Required work =
For each statement below, say whether it agrees with the article on airline alliances, answering yes or no and quoting the deciding words from the article: (a) Oneworld, SkyTeam and Star Alliance together represent over half of the world's air traffic. (b) The alliances' video is called Dear Passengers. (c) Kristin Colvile is the CEO of Star Alliance.
======== Source passage
Home Airlines Airline Alliances Join Together To Help Passengers (And Themselves)

Airline Alliances Join Together To Help Passengers (And Themselves)

by SharonKurheg

In a rare display of solidarity, the three global airline alliances, Oneworld, SkyTeam and Star Alliance, which together represent over 50% of the world’s air traffic, have combined forces on a project to help passengers know how safe they are while traveling by plane.

What are airline alliances?

Airline alliances are groups of airlines that make agreements to work with one another so they can get passengers to more destinations around the world. You can learn more about them here.

The three alliances have recently worked together on a new video that shows passengers the things airlines are doing to ensure their safety and well-being while traveling. Called Dear Travelers, it explains what passengers can expect as restrictions are decreased and long-distance traveling is more of an option.

The goal of the video is to show passengers that once they’re ready to fly, they can feel confident in their decision, knowing that airlines and airports worldwide are using enhanced hygiene and safety protocols to decrease health risks.

From Oneworld CEO Rob Gurney:

Safety has always been at the core of our member airlines’ operations and this will continue to be the case. With the additional health and well-being measures that have been implemented by our member airlines,and across the industry, customers can embark on their travel with confidence.

From Kristin Colvile, CEO of SkyTeam:

The safety and well-being of passengers and employees have always been our members’ number one priority. We have seen an incredible level of cooperation within the entire aviation community to implement multiple layers of protection around health and hygiene. Passengers can be assured that when they travel many actions have been taken to enhance their personal safety in the airport, and the air.

From Jeffrey Goh, CEO of Star Alliance:

We are pleased to have had the opportunity to work with multiple stakeholders in the industry to deliver, in unison, a message to provide peace of mind to customers that health and hygiene safety in air travel is front and center in the industry’s agenda. We are facing the biggest challenge in the history of our industry but we are equally determined to overcome it through measures that restore confidence in air travel, so that we can connect people and cultures across the world once again.
================
======== Material supplied
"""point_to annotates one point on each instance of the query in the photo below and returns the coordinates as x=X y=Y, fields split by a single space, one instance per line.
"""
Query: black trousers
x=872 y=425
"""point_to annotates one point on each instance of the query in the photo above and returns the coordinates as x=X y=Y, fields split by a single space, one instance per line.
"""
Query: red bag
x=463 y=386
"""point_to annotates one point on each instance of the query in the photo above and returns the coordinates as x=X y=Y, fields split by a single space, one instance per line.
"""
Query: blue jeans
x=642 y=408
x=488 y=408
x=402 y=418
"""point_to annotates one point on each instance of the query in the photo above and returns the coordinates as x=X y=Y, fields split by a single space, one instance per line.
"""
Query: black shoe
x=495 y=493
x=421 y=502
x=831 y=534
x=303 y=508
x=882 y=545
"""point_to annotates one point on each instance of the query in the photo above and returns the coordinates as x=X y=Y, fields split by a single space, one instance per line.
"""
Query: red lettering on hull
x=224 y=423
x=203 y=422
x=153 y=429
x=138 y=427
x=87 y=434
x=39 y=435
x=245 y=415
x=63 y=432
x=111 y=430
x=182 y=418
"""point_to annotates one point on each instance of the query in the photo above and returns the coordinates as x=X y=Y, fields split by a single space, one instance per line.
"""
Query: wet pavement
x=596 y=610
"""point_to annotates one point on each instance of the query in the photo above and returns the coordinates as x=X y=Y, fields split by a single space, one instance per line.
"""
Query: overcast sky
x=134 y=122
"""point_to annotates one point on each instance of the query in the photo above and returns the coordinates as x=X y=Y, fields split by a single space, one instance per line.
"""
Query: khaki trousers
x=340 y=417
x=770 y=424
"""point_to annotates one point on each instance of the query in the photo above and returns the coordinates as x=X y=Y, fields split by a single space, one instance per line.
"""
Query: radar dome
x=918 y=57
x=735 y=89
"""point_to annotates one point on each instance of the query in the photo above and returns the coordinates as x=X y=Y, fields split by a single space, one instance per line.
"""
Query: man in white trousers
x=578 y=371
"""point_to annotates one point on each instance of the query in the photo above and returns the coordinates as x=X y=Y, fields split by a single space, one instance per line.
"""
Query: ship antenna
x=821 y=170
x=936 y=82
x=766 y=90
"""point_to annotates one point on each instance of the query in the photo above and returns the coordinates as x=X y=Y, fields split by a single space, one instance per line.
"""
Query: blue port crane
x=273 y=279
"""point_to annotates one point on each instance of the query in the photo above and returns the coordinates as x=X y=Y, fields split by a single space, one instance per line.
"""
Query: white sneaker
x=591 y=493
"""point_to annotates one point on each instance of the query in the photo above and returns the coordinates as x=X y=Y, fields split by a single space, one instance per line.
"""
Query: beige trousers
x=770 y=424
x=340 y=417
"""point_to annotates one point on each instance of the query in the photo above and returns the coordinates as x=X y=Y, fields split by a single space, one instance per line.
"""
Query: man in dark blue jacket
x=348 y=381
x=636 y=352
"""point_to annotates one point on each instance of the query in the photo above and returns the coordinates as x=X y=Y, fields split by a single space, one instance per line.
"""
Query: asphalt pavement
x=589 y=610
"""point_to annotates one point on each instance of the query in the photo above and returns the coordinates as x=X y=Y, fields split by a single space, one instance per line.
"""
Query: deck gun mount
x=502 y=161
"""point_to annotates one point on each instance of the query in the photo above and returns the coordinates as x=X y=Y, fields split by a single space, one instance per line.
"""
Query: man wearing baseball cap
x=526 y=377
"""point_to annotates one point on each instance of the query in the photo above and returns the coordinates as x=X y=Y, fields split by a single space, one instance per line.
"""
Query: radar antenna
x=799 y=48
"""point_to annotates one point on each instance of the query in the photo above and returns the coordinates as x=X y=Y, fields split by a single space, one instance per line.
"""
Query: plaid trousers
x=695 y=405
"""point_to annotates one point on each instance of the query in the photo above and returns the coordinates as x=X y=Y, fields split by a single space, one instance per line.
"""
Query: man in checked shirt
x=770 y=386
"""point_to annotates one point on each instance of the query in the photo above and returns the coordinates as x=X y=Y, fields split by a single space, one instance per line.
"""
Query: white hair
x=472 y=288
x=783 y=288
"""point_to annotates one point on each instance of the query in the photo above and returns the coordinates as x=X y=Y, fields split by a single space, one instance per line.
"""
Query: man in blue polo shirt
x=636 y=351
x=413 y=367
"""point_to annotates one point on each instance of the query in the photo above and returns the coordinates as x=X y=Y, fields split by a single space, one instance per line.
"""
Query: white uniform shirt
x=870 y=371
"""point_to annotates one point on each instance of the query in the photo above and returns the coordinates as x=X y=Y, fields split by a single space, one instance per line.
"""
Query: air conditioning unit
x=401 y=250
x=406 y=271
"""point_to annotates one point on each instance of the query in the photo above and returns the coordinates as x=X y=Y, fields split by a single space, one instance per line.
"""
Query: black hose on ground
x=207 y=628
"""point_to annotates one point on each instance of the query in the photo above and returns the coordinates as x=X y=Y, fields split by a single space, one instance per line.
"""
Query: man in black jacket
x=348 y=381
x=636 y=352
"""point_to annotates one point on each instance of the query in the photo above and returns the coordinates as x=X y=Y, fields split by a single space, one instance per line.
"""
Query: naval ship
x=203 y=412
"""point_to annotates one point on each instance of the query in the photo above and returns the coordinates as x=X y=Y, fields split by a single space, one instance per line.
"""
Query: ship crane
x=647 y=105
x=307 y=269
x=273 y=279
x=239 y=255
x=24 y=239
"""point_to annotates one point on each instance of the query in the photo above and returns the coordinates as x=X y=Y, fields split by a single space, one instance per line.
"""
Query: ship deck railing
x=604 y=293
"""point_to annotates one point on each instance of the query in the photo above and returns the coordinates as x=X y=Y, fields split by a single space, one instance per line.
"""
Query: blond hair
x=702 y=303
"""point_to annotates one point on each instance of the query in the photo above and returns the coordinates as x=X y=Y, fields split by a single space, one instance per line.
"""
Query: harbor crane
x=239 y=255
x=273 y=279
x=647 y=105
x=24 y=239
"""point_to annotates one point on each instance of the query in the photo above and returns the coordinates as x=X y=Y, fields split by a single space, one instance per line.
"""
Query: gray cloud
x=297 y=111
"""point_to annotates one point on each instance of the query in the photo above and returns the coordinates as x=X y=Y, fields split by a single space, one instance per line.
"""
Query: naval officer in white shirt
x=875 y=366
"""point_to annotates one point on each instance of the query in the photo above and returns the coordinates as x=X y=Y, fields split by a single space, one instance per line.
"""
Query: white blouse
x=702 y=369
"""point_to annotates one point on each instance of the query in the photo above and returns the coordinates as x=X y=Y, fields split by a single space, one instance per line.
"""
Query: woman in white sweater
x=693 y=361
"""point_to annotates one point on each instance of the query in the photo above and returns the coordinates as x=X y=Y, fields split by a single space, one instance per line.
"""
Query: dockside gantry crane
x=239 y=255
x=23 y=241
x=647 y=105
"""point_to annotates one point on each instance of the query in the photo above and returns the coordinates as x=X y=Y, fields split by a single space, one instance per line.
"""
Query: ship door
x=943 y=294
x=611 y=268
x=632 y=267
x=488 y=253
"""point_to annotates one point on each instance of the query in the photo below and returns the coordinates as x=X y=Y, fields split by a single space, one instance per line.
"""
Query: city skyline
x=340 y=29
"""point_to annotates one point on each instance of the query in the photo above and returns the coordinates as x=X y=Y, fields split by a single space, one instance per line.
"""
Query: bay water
================
Problem solution =
(a) Yes: "which together represent over 50% of the world’s air traffic"
(b) No: "Called Dear Travelers"
(c) No: "From Kristin Colvile, CEO of SkyTeam:"